Archive for the ‘Pawnee Kitty and Angus’ Category

Dear Hamish,

Thank you for your Christmas Skype. It’s always nice to see those from back home. And nae, I didn’t really notice your black eye. Well, maybe a little. Okay, a lot, but I’m sure it’s better now. A pity Heather had to duck and it was your face the candle hit. A good thing it went out after Peatmoss threw it.

You asked about, ‘You-Know-Who’, aka Pawnee Kitty. I recently found a book that listed several attributes on kitties. They are all so true. Here is my chart.

Slitty eyes – yes

Smelly – yes

Stares at others – a big yes

Takes notes – probably

Thinks about food ALL THE TIME – yes (she even asks me food questions and I’m VEGAN)

Loves only those who has food in their hand – probably.

Pawnee Kitty, of course, refutes all this. Aud will not respond. Later, Pawnee asked for proof. She added that, technically, she is not a kitty, but a separate species that is native to this continent. I came, of course, prepared.

** Short problem 1 **
Can you rewrite the entries, from their first line through the line containing "Trace every instance of the white", as a numbered list with any blank lines left out?

** Data lines **

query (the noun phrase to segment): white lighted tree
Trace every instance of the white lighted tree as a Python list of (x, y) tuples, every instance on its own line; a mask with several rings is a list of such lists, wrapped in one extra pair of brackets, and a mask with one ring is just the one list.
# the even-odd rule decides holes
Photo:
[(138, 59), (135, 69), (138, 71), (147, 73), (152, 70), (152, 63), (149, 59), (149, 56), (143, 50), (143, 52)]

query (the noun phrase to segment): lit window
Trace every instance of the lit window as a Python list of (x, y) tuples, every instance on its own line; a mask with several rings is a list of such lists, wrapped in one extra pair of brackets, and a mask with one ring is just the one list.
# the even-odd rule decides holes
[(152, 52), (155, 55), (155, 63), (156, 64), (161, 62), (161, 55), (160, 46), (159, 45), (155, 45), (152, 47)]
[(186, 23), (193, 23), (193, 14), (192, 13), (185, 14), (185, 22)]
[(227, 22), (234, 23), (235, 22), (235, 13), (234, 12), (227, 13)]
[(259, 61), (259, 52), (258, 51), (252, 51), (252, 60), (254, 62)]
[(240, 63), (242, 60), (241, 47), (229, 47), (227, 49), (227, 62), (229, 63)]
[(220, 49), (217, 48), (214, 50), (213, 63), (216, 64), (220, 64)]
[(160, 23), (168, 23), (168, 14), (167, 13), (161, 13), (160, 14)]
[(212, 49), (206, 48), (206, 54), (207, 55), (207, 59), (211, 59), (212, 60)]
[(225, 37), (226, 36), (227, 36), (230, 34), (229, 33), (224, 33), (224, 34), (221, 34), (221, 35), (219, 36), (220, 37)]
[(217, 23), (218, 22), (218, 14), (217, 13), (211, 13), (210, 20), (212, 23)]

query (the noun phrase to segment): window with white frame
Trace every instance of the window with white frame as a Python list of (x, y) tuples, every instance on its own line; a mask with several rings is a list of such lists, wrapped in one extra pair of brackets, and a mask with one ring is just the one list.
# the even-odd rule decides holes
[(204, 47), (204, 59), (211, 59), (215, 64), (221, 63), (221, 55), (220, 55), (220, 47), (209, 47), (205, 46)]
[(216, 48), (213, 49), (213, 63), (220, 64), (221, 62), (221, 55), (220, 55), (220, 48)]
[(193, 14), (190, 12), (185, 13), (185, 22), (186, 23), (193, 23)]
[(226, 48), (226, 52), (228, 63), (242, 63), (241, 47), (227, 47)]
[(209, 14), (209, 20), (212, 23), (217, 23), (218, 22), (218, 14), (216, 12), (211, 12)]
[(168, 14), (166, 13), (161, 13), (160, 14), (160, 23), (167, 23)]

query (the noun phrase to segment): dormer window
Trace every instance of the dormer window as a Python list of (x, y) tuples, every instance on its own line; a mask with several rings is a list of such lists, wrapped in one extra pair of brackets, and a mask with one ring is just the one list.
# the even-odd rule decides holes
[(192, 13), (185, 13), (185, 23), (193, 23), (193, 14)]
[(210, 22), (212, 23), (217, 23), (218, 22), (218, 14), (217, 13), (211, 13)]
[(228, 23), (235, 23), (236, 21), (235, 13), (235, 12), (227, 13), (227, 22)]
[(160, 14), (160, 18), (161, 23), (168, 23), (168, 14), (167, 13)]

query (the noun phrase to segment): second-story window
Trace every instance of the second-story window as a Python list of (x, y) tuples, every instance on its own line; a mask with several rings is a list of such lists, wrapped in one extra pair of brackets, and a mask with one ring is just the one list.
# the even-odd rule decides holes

** Short problem 2 **
How would you put this sentence from the letter to Hamish into Spanish: "I recently found a book that listed several attributes on kitties."

** Complete answer 1 **
1. query (the noun phrase to segment): white lighted tree
2. Trace every instance of the white lighted tree as a Python list of (x, y) tuples, every instance on its own line; a mask with several rings is a list of such lists, wrapped in one extra pair of brackets, and a mask with one ring is just the one list.

** Complete answer 2 **
Hace poco encontré un libro que enumeraba varios atributos de los gatitos.